Referring expression pointing data:

───

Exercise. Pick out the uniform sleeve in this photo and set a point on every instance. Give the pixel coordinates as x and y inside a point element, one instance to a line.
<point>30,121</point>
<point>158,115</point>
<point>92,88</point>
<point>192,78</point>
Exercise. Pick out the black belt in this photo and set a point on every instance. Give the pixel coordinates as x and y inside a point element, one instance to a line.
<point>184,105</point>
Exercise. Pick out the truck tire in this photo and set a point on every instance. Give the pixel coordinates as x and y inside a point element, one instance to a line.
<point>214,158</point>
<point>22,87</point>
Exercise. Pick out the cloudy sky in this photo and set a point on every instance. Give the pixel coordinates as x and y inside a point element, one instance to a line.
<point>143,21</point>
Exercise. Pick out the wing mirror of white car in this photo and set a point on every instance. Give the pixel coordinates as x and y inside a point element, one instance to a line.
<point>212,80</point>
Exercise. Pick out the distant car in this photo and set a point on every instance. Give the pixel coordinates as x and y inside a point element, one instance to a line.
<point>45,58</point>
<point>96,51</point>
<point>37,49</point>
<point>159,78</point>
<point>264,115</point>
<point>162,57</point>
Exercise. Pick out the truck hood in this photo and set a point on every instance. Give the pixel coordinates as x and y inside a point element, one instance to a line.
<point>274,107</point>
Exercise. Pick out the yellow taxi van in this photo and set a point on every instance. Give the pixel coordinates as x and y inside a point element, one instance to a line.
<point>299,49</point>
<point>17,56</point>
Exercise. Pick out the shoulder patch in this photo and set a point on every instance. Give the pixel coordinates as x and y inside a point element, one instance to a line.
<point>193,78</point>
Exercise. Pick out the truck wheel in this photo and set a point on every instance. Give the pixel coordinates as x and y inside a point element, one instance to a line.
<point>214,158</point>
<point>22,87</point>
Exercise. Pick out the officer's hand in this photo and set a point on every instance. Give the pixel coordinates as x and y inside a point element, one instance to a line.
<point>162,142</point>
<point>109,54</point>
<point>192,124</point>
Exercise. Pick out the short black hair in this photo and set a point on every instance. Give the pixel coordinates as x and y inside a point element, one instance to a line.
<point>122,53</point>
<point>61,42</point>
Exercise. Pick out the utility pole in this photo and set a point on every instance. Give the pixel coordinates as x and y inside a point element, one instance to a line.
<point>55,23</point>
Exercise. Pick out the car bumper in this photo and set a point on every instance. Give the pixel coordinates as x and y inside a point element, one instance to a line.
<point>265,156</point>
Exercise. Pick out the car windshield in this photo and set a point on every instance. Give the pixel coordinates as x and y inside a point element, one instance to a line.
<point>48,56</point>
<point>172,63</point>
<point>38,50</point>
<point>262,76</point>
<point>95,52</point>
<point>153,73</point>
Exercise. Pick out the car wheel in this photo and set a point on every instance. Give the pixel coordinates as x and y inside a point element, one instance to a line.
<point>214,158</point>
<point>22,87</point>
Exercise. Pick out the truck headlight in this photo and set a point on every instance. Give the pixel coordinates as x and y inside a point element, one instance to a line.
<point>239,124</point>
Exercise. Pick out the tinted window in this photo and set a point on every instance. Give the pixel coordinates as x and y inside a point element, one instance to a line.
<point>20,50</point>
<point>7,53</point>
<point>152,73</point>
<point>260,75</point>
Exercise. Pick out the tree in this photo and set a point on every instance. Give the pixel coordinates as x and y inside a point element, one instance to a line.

───

■ **Exercise prompt**
Each line of the data is to be retyped exactly.

■ **Exercise result**
Exercise. Pick out the uniform sleeve in this photo and set a point on every instance. Give the pixel coordinates as x and y inside a point element, one instance to a line.
<point>30,121</point>
<point>158,115</point>
<point>92,88</point>
<point>192,78</point>
Exercise. Pick out the black belt in this photo and set a point on every instance. Give the pixel coordinates as x and y inside a point element, one instance to a line.
<point>184,105</point>
Exercise. Pick out the truck tire in this photo and set a point on every instance. Give the pixel coordinates as x and y inside a point element, one instance to a line.
<point>214,158</point>
<point>22,87</point>
Exercise. Pick out the cloudy sky in this photo and set a point on every instance. Give the pixel coordinates as x and y inside a point element, one instance to a line.
<point>143,21</point>
Exercise. Pick out the wing mirror of white car in this photo and set a point on every instance. Give the pixel coordinates as x and y inside a point element, one instance to a line.
<point>212,80</point>
Exercise. Pick out the distant car in this photo and set a point on every instance. Give the pixel coordinates as x and y inside a point element, one instance to a line.
<point>45,58</point>
<point>96,51</point>
<point>37,49</point>
<point>159,78</point>
<point>264,115</point>
<point>162,57</point>
Exercise. Pick out the truck hood in this photo and set a point on every instance. Give the pixel coordinates as x and y inside a point element, one instance to a line.
<point>274,107</point>
Exercise. Pick out the yellow taxi van in this photo and set a point on every instance. Give the pixel coordinates as x and y inside a point element, one instance to a line.
<point>299,49</point>
<point>17,56</point>
Exercise. Pick out the shoulder patch in this photo and set a point on every instance. Give the pixel coordinates as x and y inside a point element, one instance to a line.
<point>193,78</point>
Exercise. Pick out the truck wheel in this photo and set a point on every instance. Give the pixel coordinates as x and y inside a point element, one instance to a line.
<point>214,158</point>
<point>22,87</point>
Exercise. Pick out the officer's hand in this photo and set a point on every instance. Give the pixel coordinates as x and y inside a point element, one instance to a line.
<point>162,142</point>
<point>109,54</point>
<point>192,124</point>
Exercise. Pick out the short black hair in this photo and set a point on every instance. Give the pixel coordinates as x and y inside a point element, one instance to a line.
<point>122,53</point>
<point>61,42</point>
Exercise. Pick out the utility pole in this photo and set a point on every instance. Give the pixel coordinates as x and y inside a point element, one instance to a line.
<point>55,23</point>
Exercise. Pick out the car bumper in this photo and set a point on every instance. Give the pixel coordinates as x and y inside a point element, one instance to a line.
<point>265,156</point>
Exercise. Pick out the car windshield in this photo and set a point on every instance. Give the pixel coordinates as x and y inside a point element, one instance to a line.
<point>48,56</point>
<point>172,63</point>
<point>38,50</point>
<point>262,76</point>
<point>95,52</point>
<point>153,73</point>
Exercise. Pick out the car wheel in this photo and set a point on every instance. Give the pixel coordinates as x and y inside a point element, one instance to a line.
<point>214,158</point>
<point>22,87</point>
Exercise. Pick out the truck headlight in this photo and set a point on every instance. Give the pixel coordinates as x and y inside a point element, one instance to a line.
<point>239,124</point>
Exercise. Pick out the tinted window in this photo and set a point on every instance. Give the pixel coordinates as x and y inside a point element, one instance to a line.
<point>20,50</point>
<point>7,53</point>
<point>152,73</point>
<point>260,75</point>
Exercise. Pick out the tree in this photo and set a point on every instance. Give the pixel coordinates as x and y inside a point element, one instance to a line.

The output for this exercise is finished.